Green brake fluid??

Reply

  #1  
Old 01-11-10, 08:46 AM
Member
Thread Starter
Join Date: Jan 2006
Location: Owen Sound Ontario Canada
Posts: 541
Green brake fluid??

2000 Chrysler Town and Country leaks light green fluid out from around proportioning valve in rear.
I cant tell if it is from a line or the valve itself.
I am near sure it is from valve in a tight spot between frame and valve where salt and moisture just sat there.
I plan to order one and check it out.
It looks to be aluminum.

My question is, has anybody seen green brake fluid. we ran over a liter of fresh brake fluid thru the master to get home and try to pinpoint the leak.

I am thinking it is a product of the aluminum corroding.
Anybody seen this before?
 
Sponsored Links
  #2  
Old 01-11-10, 12:48 PM
Join Date: Jul 2009
Location: Washington State
Posts: 312
Yep it means moisture in the brake system full brake flush after you repair the leak is strongly reccommended.
 
  #3  
Old 01-11-10, 04:43 PM
Member
Thread Starter
Join Date: Jan 2006
Location: Owen Sound Ontario Canada
Posts: 541
Thanks Maniac M
Now would you flush with fresh brake fluid or use a flushing agent?
 
  #4  
Old 01-11-10, 06:29 PM
the_tow_guy's Avatar
Group Moderator
Join Date: Feb 2001
Location: SW Fla USA
Posts: 11,517
Don't know about Maniac, but I would just use plenty of fresh fluid.
 
  #5  
Old 01-11-10, 08:23 PM
Join Date: Jul 2009
Location: Washington State
Posts: 312
For the DIY'r Fresh fluid. I would suck the res down as far as possible and refill. Then bleed the system till it runs clear at all 4 corners. I have the luxery or haveing a nitrogen system to do this faster but that mach costs too much for a diy'r at home. Good Luck (ps can't spell tonight long rough day in the shop) LOL
 
  #6  
Old 01-12-10, 07:16 AM
Member
Join Date: Dec 2009
Location: Kingsport, TN
Posts: 217
When bleeding brakes, begin at the wheel that is most distant from the master cylinder. That would be the passenger rear. Driver rear would be second. Passenger front is third while driver front is last.

REQUIREMENTS
Reproduce the passage of the green brake fluid thread above, starting with "I plan to order" and going on through "the aluminum corroding.".

GIVEN DATA

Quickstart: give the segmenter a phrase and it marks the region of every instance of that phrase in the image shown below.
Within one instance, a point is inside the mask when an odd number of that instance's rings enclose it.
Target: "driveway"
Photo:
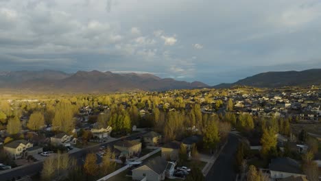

FINAL ANSWER
I plan to order one and check it out.
It looks to be aluminum.

My question is, has anybody seen green brake fluid. we ran over a liter of fresh brake fluid thru the master to get home and try to pinpoint the leak.

I am thinking it is a product of the aluminum corroding.